Requisitos del ejercicio
Reproduzca las líneas de los registros desde la que contiene "identify the white" hasta el final de los registros, ambas incluidas, sustituyendo "research lab" por "research team" y sin alterar nada más.
═════ Datos de trabajo ═════
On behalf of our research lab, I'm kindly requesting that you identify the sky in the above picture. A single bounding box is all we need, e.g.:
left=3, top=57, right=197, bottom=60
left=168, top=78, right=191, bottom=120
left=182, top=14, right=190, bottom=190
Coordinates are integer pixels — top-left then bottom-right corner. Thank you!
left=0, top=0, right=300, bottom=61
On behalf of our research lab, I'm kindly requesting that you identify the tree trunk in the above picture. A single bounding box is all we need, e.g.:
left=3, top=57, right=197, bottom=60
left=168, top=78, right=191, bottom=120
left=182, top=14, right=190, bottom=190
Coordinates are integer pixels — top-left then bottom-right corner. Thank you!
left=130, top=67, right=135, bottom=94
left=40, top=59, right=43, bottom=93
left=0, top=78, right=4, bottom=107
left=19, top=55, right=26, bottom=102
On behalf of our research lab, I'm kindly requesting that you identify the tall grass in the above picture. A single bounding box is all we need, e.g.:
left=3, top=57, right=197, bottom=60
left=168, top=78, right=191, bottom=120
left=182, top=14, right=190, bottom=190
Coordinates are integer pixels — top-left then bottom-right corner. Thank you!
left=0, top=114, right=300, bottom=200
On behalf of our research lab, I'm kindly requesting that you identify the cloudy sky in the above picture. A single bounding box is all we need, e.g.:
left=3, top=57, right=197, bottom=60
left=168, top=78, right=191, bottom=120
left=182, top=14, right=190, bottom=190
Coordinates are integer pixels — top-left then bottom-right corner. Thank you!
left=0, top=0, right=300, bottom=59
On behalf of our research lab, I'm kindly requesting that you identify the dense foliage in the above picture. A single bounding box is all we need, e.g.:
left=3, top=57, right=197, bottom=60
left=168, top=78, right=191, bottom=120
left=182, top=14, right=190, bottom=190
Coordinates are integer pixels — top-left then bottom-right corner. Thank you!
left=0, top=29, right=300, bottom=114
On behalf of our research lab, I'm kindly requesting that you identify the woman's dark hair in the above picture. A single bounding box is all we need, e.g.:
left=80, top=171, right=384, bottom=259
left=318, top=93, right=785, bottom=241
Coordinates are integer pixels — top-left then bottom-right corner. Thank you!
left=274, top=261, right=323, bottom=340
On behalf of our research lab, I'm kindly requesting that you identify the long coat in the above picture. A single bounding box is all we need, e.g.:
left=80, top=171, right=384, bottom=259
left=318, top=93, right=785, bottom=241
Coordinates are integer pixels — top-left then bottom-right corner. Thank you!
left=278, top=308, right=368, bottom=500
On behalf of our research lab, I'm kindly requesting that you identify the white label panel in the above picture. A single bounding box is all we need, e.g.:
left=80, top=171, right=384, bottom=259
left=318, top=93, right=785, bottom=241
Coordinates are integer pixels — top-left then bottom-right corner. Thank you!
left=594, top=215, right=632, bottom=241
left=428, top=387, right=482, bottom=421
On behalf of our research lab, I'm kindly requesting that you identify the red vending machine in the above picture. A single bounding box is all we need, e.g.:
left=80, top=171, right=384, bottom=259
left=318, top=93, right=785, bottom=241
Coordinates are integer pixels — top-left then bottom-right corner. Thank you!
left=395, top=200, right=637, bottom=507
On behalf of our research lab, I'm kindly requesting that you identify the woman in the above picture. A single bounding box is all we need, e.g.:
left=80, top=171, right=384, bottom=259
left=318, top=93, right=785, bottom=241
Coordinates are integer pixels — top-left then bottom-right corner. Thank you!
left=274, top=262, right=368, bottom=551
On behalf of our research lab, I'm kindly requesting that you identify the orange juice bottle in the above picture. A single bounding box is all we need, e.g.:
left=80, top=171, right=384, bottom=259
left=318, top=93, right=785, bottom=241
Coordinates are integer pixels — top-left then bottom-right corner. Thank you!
═════
Solución
On behalf of our research team, I'm kindly requesting that you identify the white label panel in the above picture. A single bounding box is all we need, e.g.:
left=80, top=171, right=384, bottom=259
left=318, top=93, right=785, bottom=241
Coordinates are integer pixels — top-left then bottom-right corner. Thank you!
left=594, top=215, right=632, bottom=241
left=428, top=387, right=482, bottom=421
On behalf of our research team, I'm kindly requesting that you identify the red vending machine in the above picture. A single bounding box is all we need, e.g.:
left=80, top=171, right=384, bottom=259
left=318, top=93, right=785, bottom=241
Coordinates are integer pixels — top-left then bottom-right corner. Thank you!
left=395, top=200, right=637, bottom=507
On behalf of our research team, I'm kindly requesting that you identify the woman in the above picture. A single bounding box is all we need, e.g.:
left=80, top=171, right=384, bottom=259
left=318, top=93, right=785, bottom=241
Coordinates are integer pixels — top-left then bottom-right corner. Thank you!
left=274, top=262, right=368, bottom=551
On behalf of our research team, I'm kindly requesting that you identify the orange juice bottle in the above picture. A single bounding box is all we need, e.g.:
left=80, top=171, right=384, bottom=259
left=318, top=93, right=785, bottom=241
Coordinates are integer pixels — top-left then bottom-right corner. Thank you!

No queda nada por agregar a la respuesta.